#### [Objectif visé]
Poursuivez l'article consacré au virus « Petya » et à sa diffusion par M.E.Doc en reprenant juste après la dernière phrase du passage extrait.

#### [Passage extrait]

______

Un ordinateur touché par le virus « Petya », à droite, dans les bureaux de l’entreprise de sécurité informatique ukrainienne ISSP, à Kiev. | VALENTYN OGIRENKO / REUTERS

Uen semaine après la diffusion du virus « Petya », qui a perturbé le fonctionnement de plusieurs très grandes entreprises, la piste du « patient zéro » progresse. Et le faisceau d’indices à la disposition des enquêteurs, tant publics que privés, pointe de manière de plus en plus insistante vers une attaque visant spécifiquement l’Ukraine.

La police ukrainienne a publié, mercredi 5 juillet, des images d’une perquisition musclée au siège d’Intellect Service, une entreprise ukrainienne qui édite notamment M.E.Doc, un logiciel de comptabilité qui a, d’après les enquêteurs, été au moins le principal sinon l’unique vecteur de diffusion du virus, qui s’est diffusé à très grande vitesse en moins de vingt-quatre heures dans les entreprises.

Utilisé par environ quatre entreprises sur cinq en Ukraine, M.E.Doc revendique un million d’utilisateurs. Les experts ayant analysé le déploiement de Petya ont constaté que le virus avait été déployé par le biais d’une mise à jour du logiciel, ce qui lui avait permis de toucher simultanément un grand nombre d’entreprises.

Prise de contrôle du système de mise à jour

Une fois installé sur un ordinateur, Petya analysait le réseau local pour s’y déployer de manière très efficace, et chiffrait le contenu des ordinateurs touchés pour les rendre inutilisables. Le virus demandait alors une rançon, mais le consensus des chercheurs en sécurité informatique est que la partie « rançon » du logiciel était très mal conçue, laissant penser que le but premier du logiciel était de détruire des données et non d’obtenir un gain financier.

______

#### [Entrées de données enregistrées]
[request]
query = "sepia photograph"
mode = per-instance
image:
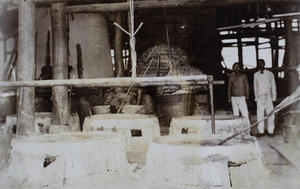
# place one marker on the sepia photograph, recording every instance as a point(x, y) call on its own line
point(145, 94)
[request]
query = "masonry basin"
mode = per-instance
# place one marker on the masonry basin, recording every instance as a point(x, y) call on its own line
point(137, 130)
point(52, 159)
point(202, 125)
point(191, 160)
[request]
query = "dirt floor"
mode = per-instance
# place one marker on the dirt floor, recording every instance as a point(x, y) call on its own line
point(283, 173)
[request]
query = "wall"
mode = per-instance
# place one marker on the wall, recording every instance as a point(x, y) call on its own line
point(86, 30)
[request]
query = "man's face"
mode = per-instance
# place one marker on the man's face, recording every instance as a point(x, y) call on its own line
point(236, 68)
point(261, 65)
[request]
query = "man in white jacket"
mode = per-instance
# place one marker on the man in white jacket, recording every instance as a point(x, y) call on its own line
point(265, 94)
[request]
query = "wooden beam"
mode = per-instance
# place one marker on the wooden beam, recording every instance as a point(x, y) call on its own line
point(118, 46)
point(168, 3)
point(111, 82)
point(60, 97)
point(26, 67)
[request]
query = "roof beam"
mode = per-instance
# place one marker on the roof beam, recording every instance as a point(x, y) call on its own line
point(90, 6)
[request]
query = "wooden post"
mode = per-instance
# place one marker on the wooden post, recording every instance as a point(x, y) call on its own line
point(60, 100)
point(26, 67)
point(257, 49)
point(211, 93)
point(289, 55)
point(240, 48)
point(132, 39)
point(118, 43)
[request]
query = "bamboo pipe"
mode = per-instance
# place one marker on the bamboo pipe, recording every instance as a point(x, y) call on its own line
point(110, 82)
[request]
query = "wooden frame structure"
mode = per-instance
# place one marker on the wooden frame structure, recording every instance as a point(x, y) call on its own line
point(26, 65)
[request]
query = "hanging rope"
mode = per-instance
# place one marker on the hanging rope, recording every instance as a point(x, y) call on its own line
point(132, 38)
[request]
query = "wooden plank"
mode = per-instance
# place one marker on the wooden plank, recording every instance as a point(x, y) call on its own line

______

#### [Réponse proposée]
Dans un premier temps, Intellect Service avait nié avoir été à l’origine de la diffusion du virus – l’entreprise avait déjà été accusée, un mois auparavant, d’avoir diffusé un logiciel malveillant par le biais d’une précédente mise à jour. Mais l’analyse des serveurs de l’entreprise par Talos Intelligence, une filiale du géant américain Cisco qui avait proposé son aide à Intellect Service, montre que l’entreprise avait bien été piratée par un tiers.

Leurs conclusions sont sans appel : « Une tierce partie a pu voler les identifiants de connexion d’un administrateur chez M.E.Doc. Elle s’est alors connectée au serveur, a acquis les droits administrateurs, et a modifié les fichiers de configuration » du serveur, écrit Talos intelligence. Une fois le contrôle des serveurs obtenu, l’attaquant a alors effectué une série de modifications discrètes pour changer le fonctionnement du système de mise à jour automatique de M.E.Doc, et diffuser Petya aux clients d’Intellect Services.

Mercredi, le PDG de l’entreprise a dû reconnaître que tout son système informatique avait été compromis, tandis que le ministère de l’intérieur ukrainien annonçait qu’une deuxième tentative d’attaque informatique émanant des serveurs d’Intellect Services avait été stoppée, sans apporter de précision.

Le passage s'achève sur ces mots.